* Task instructions *
1 - Copy the section of the episode summary that runs from "8. AI Hype, Labor, and" down to "the automation age.".
2 - In the episode summary, what technology does Hayes choose for "Delete" in the quickfire game?

──────── Quoted passage

8. AI Hype, Labor, and Job Displacement
(32:56–38:17)
- Polarized AI debate: Hayes situates himself as a “lame centrist” amid AI “doomers and boomers.” He worries about the real risks: mass labor displacement, and a lack of “first principles” thinking about what work (and society) should look like in the automation age.
- Chris Hayes: “All of these jobs that people have right now...the world in which those are automated in a relatively short period of time is gonna cause some pretty profound dislocation.” (33:43)
- Left’s response: Part of the left resists even admitting these risks, not wanting to “cede to their propaganda.” Hayes calls for meaningful regulation and grassroots resistance.
- Chris Hayes: “If all these jobs were automatable...what do we want people doing? What does society do?...This calls for some real first principles thinking.” (37:52)
- Personal LLM use: Hayes shares practical research cases but notes, “it’s just manifestly getting better. Like obviously.” (35:18)
9. Control, Alt, Delete: Technology Hits and Misses
(39:58–43:37)
- Quickfire game:
- Control: AI. (“I guess I trust myself maybe more than Sam Altman…if I could control it, I’d figure out a humane method.” (40:28))
- Alt (alter): Internet search—to make it work again. (“It was, I think, the quality of the product…has gotten so bad.” (41:02))
- Delete: Cell phone calls. Hayes laments poor audio quality and the loss of “side tone,” which makes landline calls superior for communication. (“The highest level of failure that we tolerate from any technology in our lives.” (41:40))
Memorable Quotes
-
On today’s news deluge:
"It is like brain melting, mind numbing, reality warping kind of pace of news."
— Katie Drummond (05:02) -
On content as imperial performance:
"They perform aggression, war, imperialism, foreign policy, all as content, all as means of gaining attention, holding attention."
— Chris Hayes (07:03) -
On the challenge of being a journalist today:
"Every piece of content is at every moment pitted against every other piece of content ever created."
— Chris Hayes (18:05) -
On AI’s rapid progress:
"It’s just manifestly getting better. Like obviously, I mean just like this idea that it’s not is insane."
— Chris Hayes (35:18) -
On regulating AI and social order:
"If all these jobs were automatable...what do we want people doing? What does society do? Like, we’re just locked into, like, where are the good jobs going to be?"

────────────────
──────── Record set

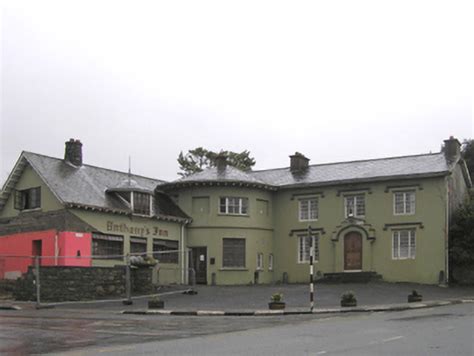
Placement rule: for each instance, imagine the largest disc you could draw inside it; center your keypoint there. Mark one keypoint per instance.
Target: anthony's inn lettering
(136, 230)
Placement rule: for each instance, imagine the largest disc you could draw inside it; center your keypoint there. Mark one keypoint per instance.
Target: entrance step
(350, 277)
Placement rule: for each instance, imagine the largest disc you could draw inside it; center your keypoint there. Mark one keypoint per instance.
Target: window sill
(241, 215)
(240, 269)
(30, 210)
(143, 215)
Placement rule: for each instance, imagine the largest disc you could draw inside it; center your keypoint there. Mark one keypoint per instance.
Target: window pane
(222, 206)
(138, 246)
(360, 205)
(107, 246)
(350, 206)
(166, 251)
(399, 204)
(410, 203)
(313, 209)
(141, 203)
(244, 202)
(412, 244)
(395, 245)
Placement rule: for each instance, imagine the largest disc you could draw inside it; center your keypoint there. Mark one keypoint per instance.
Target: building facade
(73, 214)
(386, 216)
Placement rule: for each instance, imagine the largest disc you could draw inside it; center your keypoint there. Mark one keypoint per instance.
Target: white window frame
(240, 205)
(259, 261)
(308, 213)
(405, 199)
(302, 248)
(411, 244)
(270, 262)
(356, 198)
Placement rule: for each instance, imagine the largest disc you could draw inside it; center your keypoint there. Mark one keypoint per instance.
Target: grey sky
(337, 80)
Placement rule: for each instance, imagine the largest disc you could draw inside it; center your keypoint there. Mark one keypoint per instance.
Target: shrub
(277, 297)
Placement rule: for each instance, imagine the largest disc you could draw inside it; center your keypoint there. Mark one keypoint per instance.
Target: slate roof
(358, 171)
(87, 186)
(325, 174)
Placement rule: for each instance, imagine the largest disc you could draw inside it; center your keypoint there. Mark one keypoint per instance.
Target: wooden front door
(198, 262)
(353, 251)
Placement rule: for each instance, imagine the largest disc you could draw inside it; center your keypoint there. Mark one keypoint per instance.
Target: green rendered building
(387, 217)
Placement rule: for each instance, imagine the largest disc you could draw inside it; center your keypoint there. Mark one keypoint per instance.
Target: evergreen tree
(198, 159)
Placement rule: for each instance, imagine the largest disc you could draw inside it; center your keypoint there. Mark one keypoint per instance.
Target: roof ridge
(353, 161)
(97, 167)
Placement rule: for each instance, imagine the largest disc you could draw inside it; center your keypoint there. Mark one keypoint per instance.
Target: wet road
(42, 332)
(443, 330)
(446, 330)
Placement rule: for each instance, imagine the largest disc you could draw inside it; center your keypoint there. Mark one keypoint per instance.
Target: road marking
(392, 338)
(115, 349)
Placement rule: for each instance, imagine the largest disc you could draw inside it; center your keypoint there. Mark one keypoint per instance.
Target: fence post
(37, 282)
(193, 277)
(128, 282)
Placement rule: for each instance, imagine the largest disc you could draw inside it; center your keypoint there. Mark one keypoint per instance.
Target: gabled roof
(85, 186)
(229, 176)
(425, 165)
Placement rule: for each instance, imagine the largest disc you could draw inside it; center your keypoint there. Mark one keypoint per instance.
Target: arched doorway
(353, 251)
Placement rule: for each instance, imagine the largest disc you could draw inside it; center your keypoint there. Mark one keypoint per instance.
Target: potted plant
(156, 303)
(414, 297)
(276, 301)
(348, 299)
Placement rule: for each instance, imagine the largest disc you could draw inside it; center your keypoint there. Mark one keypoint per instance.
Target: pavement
(252, 300)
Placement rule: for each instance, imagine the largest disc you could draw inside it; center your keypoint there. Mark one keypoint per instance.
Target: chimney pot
(221, 162)
(73, 152)
(298, 163)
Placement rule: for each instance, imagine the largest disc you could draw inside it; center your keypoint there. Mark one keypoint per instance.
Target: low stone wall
(463, 275)
(59, 283)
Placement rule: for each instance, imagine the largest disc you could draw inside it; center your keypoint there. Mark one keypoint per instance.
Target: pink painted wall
(16, 251)
(75, 244)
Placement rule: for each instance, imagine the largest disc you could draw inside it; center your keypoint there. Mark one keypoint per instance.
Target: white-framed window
(403, 244)
(234, 205)
(304, 245)
(260, 261)
(140, 203)
(354, 205)
(308, 209)
(27, 199)
(404, 203)
(270, 262)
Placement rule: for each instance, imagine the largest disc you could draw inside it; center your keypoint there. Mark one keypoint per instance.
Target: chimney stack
(73, 152)
(452, 149)
(298, 163)
(221, 162)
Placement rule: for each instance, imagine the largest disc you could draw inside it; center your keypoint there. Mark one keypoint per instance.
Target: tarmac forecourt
(374, 308)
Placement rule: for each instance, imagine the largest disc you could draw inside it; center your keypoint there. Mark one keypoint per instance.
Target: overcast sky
(335, 80)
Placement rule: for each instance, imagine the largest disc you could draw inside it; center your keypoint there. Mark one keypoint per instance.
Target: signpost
(311, 268)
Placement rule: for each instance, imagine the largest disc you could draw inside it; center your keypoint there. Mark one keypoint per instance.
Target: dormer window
(141, 203)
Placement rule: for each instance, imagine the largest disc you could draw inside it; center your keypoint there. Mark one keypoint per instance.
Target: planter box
(276, 305)
(415, 298)
(352, 303)
(156, 304)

────────────────

* Answer list *
1 -
8. AI Hype, Labor, and Job Displacement
(32:56–38:17)
- Polarized AI debate: Hayes situates himself as a “lame centrist” amid AI “doomers and boomers.” He worries about the real risks: mass labor displacement, and a lack of “first principles” thinking about what work (and society) should look like in the automation age.

2 - Cell phone calls.